> WRITTEN EXERCISE 1:
Echo the passage on Zipf's law word for word, between "Patterns are very" and "an entire language.", inclusive.
> WRITTEN EXERCISE 2:
Which words does the passage on Zipf's law name as the three most common words in English, in the order it ranks them?
> WRITTEN EXERCISE 3:
Can you pick up the passage on Zipf's law after its final sentence and carry it further?

> SELECTED PASSAGE:
***

George Kingsley Zipf’s initial study, however, was not concerned with any of those things. Instead, Zipf took a copy of Herman Melville’s Moby-Dick and plotted each word’s frequency-of-occurrence against that same word’s frequency rank, from most common to least common. (Lestrade, Sander. “Unzipping Zipf’s Law.” PLOS One. August 9, 2017 doi: 10.1371/journal.pone.0181987) Zipf found that the second most frequent word in Moby-Dick occurs half as often as the most frequent word, the third most frequent word occurs one third as often as the most frequent word, the fourth most frequent word occurs one quarter as often as the most frequent word. All down the line, the frequency of a word is inversely proportional to its frequency rank. (https://explified.com/zipfs-law-explained/)

Zipf also found that, in Moby-Dick, there are many words that occur very rarely, and a relatively few words that occur very commonly. This relationship between frequency and rank has turned out to be present not only in Moby-Dick but in all large texts, in all natural languages—and many other places besides.

Patterns are very important to understanding Zipf’s law, since the law fundamentally deals with how tokens (individual instances) are distributed into types (classes). Take the pattern of letters that constitute the word “chiasmus”: this content-driven word, describing an inverse proportionality relationship of a more poetic sort, is relatively rarely used in the English language. There are, however, many similarly rare content-driven words in English, most of them nouns naming something specific, as “chiasmus” also does. A surprisingly large number of these rare words meet the definition of hapax legomenon, a word that occurs only once in a text, or in a particular author’s works, or in the written record of an entire language.

Contrast the content-driven (or “semantic”) nature of a word like chiasmus with the pattern of letters that constitute the word “and”—the third most common word in English, after “the” and “of.” Out of the set of all words in English, there are surprisingly few words that are anywhere near as common as “and” in their occurrence—and most of that small set of very common words are function (also called “syntactic” or “grammatic”) words, as the conjunction “and” likewise is.

***

> DATASET:
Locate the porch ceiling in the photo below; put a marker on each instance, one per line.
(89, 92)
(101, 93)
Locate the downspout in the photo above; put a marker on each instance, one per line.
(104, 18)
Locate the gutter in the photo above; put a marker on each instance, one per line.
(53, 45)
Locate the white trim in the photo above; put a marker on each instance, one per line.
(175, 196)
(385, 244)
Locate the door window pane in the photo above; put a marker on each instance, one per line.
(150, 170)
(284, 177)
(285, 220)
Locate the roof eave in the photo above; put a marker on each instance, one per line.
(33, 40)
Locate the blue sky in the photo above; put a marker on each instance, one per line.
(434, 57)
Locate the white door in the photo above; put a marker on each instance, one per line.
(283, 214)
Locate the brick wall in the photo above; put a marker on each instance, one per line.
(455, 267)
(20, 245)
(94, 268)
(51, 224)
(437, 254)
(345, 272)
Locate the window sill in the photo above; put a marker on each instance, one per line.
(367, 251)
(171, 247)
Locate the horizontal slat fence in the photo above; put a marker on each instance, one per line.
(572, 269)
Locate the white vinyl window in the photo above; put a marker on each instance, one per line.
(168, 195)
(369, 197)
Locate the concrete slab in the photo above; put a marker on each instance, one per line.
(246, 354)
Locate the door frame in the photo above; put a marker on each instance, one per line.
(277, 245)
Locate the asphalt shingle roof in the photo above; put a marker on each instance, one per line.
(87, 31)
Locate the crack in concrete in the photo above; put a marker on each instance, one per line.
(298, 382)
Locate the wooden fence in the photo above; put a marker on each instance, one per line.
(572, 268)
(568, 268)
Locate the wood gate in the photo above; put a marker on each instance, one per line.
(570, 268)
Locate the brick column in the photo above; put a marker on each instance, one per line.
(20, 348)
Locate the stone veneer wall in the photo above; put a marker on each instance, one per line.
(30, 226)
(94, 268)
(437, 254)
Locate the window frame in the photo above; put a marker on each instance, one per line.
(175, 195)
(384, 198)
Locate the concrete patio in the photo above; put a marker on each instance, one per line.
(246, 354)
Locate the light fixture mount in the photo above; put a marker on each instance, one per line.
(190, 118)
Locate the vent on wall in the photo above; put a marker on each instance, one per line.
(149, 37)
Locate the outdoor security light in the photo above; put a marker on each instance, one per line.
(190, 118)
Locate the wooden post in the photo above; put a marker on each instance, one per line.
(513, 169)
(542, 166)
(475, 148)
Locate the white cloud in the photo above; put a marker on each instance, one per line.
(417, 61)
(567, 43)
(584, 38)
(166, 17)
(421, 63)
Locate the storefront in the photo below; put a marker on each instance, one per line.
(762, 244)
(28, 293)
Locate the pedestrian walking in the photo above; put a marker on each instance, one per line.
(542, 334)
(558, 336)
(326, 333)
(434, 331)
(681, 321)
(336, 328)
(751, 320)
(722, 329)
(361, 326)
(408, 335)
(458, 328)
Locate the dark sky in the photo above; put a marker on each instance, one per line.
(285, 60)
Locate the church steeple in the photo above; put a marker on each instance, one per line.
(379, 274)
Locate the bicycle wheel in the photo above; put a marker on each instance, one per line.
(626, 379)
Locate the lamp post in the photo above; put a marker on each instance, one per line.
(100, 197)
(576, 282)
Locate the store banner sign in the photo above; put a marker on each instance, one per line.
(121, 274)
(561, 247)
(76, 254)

***

> WRITTEN RESPONSE 1:
Patterns are very important to understanding Zipf’s law, since the law fundamentally deals with how tokens (individual instances) are distributed into types (classes). Take the pattern of letters that constitute the word “chiasmus”: this content-driven word, describing an inverse proportionality relationship of a more poetic sort, is relatively rarely used in the English language. There are, however, many similarly rare content-driven words in English, most of them nouns naming something specific, as “chiasmus” also does. A surprisingly large number of these rare words meet the definition of hapax legomenon, a word that occurs only once in a text, or in a particular author’s works, or in the written record of an entire language.

> WRITTEN RESPONSE 2:
"the", "of", "and"

> WRITTEN RESPONSE 3:
Such exceptionally common words have been referred to as stop words in both computational linguistics and natural language processing because they have been considered so frequent as to be insignificant—the inverse of hapax legomena, which by the same disciplines have often been considered too infrequent to be significant. In these computation-meets-language disciplines, both stop words and hapax legomena have often been considered “degenerate cases.”

Across the entirety of a large text like Moby-Dick, the relatively many words that occur rarely in that text add up to approximately equal the number of relatively few words that occur frequently in that text. Although a particular rare word on its own is far less likely to occur in a corpus than a particular common word does, there are far more rare words than common words in that corpus overall. They balance each other out almost exactly. In Zipf’s “lottery,” any word drawn randomly from a large body of text is as likely to be a word from the large set of rare words as it is to be a word from the small set of common words—a very strange sort of coinflip equality.

Zipf distributions are so ubiquitous as to seem almost magical. Their very ubiquity, though, has led some physical scientists to conclude that Zipf’s law is another of those linguistic theories that overstates the reality, much the way that another theory brought over from linguistics, namely the Sapir–Whorf hypothesis, has been popularly misinterpreted to mean that the language one speaks determines how one thinks (the strong version, or linguistic determinism), rather than merely influencing how one thinks (the weak, but also more empirically sound, version). Skeptical physical scientists have wondered if asserting that crater-size follows Zipf’s law down Moon Rabbit holes might not itself be a rarified mathematical form of pareidolia, the observing of patterns that aren’t really there.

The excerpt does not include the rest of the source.